**CONSIGNES DE L'EXERCICE**
a: Selon l'extrait sur la sécurité alimentaire en Éthiopie, quelle part des emplois du pays l'agriculture fournit-elle ?
b: Reproduisez sans rien changer le passage de l'extrait sur la sécurité alimentaire en Éthiopie qui commence aux mots « L’agriculture occupe une » et s'arrête après les mots « de la pluie). ».

**EXTRAIT DU TEXTE**
Sécurité alimentaire : Une nation agricole en insuffisance alimentaire chronique

Malgré un secteur agricole important, la production locale éthiopienne ne suffit pas à répondre à la demande d’une population en forte croissance (+2,5 % par an). Le gouvernement recourt donc à l’importation de certaines denrées alimentaires pour combler la demande et a établi, avec le soutien des bailleurs, un système de filets sociaux. Des mesures pour améliorer la productivité et développer les capacités de transformation locale ont également été mises en place. Néanmoins, la pénurie structurelle de devises, le manque d’intrants agricoles, la faiblesse des chaines d’approvisionnement, l’absence de structures d’évaluation de qualité et l’interférence importante des autorités régionales sur le marché entravent les capacités de l’Éthiopie à atteindre une réelle autosuffisance alimentaire. La guerre qui s’installe au Nord du pays depuis novembre 2020 rend plus critique encore la réponse aux besoins alimentaires du pays, par défaut de récolte dans les territoires du conflit.

Une production agricole essentiellement vivrière qui peine à répondre à la demande du pays

L’agriculture occupe une place majeure dans l’économie de l’Éthiopie (32,7 % du PIB, 85 % des exportations) mais peine à répondre à la demande du pays. Dans ce pays de 110 M d’habitants, l’agriculture éthiopienne fournit 67 % des emplois. Sur une superficie totale du pays de 1 104 300 km2, les terres agricoles occupent 33 % du territoire. Les cultures annuelles et permanentes représentent 16,3 M ha, soit 45 % de la surface agricole. L’agriculture est principalement vivrière, constituée de petits paysans exploitant en moyenne 0,8 ha. Elle demeure très sensible aux aléas climatiques (95 % de l’agriculture est dépendante de la pluie).

**JEU DE DONNÉES**
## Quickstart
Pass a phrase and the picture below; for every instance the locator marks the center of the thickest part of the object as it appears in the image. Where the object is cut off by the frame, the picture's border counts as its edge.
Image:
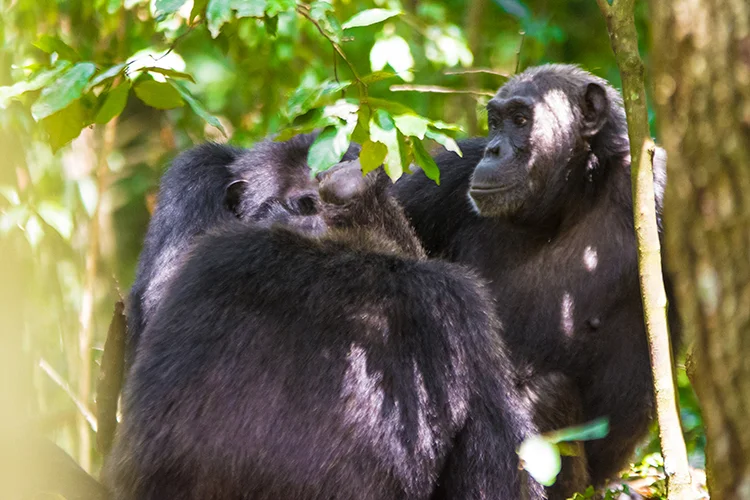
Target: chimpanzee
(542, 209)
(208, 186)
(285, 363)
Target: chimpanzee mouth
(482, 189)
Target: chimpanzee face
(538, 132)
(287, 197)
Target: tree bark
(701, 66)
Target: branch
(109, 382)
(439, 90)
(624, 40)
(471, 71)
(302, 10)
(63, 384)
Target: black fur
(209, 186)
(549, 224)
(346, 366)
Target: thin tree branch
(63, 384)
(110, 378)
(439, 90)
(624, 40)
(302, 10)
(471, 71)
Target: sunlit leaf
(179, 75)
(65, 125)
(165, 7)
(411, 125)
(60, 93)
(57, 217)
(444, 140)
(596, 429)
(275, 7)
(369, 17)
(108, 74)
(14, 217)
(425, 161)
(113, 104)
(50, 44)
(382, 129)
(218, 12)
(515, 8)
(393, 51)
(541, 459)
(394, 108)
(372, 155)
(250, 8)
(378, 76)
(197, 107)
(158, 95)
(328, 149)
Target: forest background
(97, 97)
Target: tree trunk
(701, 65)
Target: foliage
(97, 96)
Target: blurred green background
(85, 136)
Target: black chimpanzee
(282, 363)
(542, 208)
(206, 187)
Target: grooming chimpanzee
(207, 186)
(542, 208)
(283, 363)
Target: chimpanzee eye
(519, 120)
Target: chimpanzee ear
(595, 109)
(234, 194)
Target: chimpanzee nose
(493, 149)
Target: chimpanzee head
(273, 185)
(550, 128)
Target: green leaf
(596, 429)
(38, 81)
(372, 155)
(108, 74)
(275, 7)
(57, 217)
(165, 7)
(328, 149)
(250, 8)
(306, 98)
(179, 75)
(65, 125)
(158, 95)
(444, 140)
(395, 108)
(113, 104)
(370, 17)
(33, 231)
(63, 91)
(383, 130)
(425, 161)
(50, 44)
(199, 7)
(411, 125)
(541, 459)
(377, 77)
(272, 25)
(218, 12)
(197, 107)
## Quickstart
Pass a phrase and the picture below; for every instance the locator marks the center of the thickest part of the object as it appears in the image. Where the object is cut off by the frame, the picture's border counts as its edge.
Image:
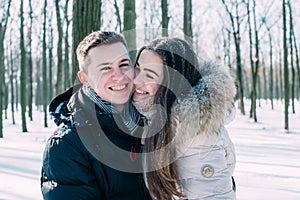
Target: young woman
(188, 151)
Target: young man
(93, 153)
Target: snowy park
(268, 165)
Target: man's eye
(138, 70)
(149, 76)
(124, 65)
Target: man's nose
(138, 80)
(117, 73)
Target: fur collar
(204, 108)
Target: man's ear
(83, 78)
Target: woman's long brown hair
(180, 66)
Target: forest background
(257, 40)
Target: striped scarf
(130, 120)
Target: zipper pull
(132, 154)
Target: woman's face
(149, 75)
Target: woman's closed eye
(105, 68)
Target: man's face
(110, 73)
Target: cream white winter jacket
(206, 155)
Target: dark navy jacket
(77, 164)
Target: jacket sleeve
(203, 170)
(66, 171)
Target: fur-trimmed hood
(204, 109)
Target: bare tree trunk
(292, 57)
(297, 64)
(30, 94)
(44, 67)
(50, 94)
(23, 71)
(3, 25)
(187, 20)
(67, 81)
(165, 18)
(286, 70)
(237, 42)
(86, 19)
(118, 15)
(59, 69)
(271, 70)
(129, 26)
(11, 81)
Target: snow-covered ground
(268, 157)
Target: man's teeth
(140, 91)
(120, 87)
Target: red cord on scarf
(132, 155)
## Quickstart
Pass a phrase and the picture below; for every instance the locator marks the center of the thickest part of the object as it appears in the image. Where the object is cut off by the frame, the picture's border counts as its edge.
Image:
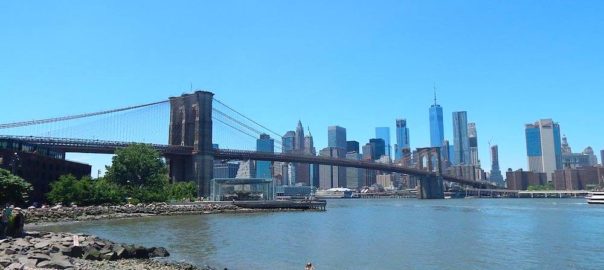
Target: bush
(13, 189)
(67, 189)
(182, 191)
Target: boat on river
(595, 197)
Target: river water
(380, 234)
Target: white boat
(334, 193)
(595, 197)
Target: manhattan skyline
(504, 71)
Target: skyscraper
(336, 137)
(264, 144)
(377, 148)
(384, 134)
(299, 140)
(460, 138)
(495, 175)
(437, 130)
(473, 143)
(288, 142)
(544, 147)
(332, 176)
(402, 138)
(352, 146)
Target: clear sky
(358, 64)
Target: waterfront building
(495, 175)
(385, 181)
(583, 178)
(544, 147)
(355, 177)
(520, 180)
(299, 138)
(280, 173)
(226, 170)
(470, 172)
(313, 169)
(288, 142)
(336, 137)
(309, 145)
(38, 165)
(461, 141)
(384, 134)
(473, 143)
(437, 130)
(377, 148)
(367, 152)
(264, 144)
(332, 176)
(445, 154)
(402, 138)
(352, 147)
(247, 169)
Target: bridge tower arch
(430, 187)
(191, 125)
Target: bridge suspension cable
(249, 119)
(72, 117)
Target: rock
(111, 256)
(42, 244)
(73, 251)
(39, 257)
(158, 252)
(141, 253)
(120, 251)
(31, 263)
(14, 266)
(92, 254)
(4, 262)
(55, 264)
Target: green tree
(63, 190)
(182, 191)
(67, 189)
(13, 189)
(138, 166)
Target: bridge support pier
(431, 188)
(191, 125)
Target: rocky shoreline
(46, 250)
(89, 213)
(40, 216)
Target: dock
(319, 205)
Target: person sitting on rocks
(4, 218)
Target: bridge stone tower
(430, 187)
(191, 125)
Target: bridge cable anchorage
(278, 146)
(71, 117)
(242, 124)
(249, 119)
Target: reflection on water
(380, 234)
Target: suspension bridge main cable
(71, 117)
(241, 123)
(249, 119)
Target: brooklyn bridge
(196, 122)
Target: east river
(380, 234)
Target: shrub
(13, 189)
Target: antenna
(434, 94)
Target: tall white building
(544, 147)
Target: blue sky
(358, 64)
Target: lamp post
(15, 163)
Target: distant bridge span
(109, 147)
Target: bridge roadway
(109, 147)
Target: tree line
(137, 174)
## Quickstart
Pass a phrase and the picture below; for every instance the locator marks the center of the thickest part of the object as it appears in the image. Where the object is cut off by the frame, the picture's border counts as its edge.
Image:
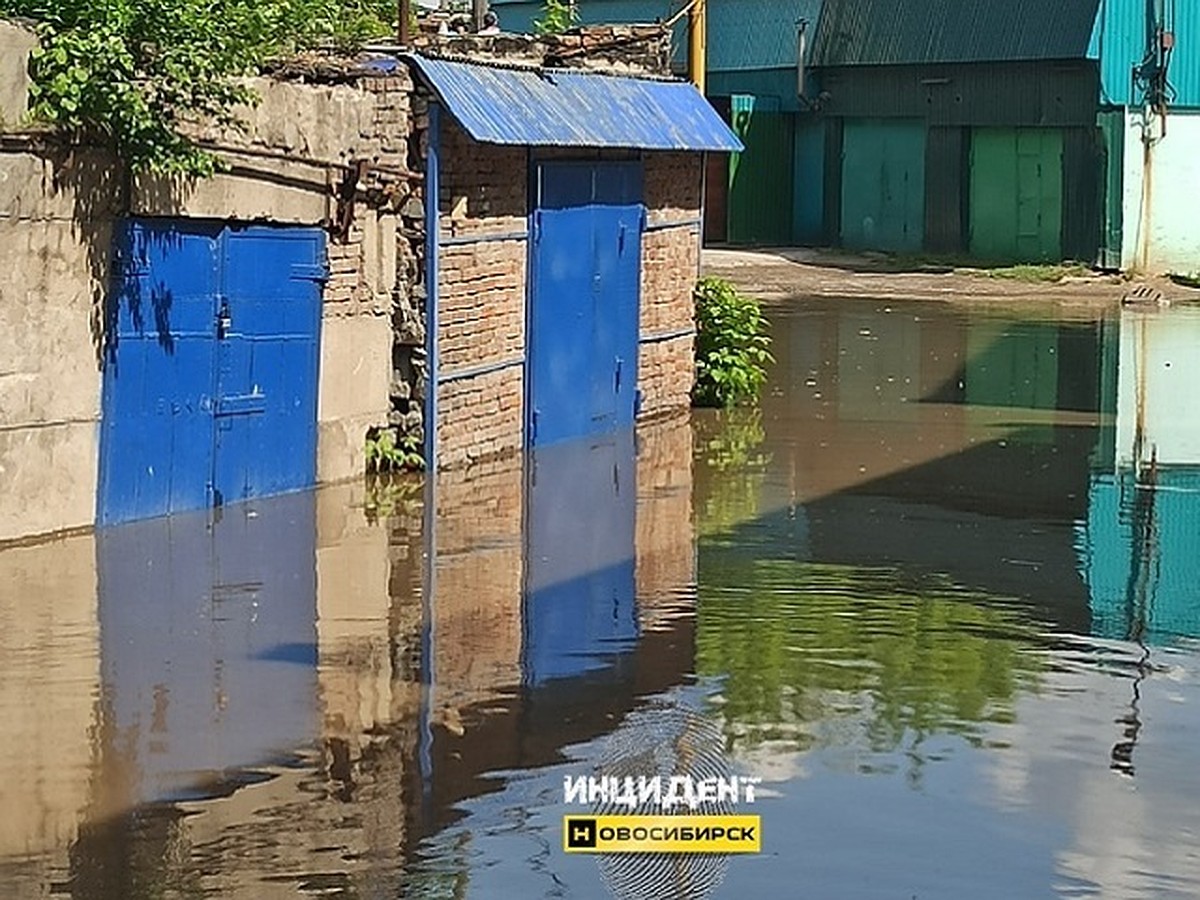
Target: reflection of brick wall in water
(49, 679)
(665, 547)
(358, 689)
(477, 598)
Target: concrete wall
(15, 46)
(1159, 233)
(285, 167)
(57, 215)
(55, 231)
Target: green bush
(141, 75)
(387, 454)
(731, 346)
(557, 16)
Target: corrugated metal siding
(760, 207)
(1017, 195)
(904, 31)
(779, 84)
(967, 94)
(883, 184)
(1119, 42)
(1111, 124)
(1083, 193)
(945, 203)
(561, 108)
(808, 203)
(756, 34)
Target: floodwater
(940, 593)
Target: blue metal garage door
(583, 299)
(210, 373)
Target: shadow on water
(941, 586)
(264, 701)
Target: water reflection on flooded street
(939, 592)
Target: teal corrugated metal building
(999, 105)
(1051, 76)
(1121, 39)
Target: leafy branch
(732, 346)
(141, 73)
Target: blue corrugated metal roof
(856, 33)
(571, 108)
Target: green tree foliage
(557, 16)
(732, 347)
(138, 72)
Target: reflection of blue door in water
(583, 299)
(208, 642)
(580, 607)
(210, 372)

**RÉPONSES DANS L'ORDRE**
a: 67 % des emplois.

b:
L’agriculture occupe une place majeure dans l’économie de l’Éthiopie (32,7 % du PIB, 85 % des exportations) mais peine à répondre à la demande du pays. Dans ce pays de 110 M d’habitants, l’agriculture éthiopienne fournit 67 % des emplois. Sur une superficie totale du pays de 1 104 300 km2, les terres agricoles occupent 33 % du territoire. Les cultures annuelles et permanentes représentent 16,3 M ha, soit 45 % de la surface agricole. L’agriculture est principalement vivrière, constituée de petits paysans exploitant en moyenne 0,8 ha. Elle demeure très sensible aux aléas climatiques (95 % de l’agriculture est dépendante de la pluie).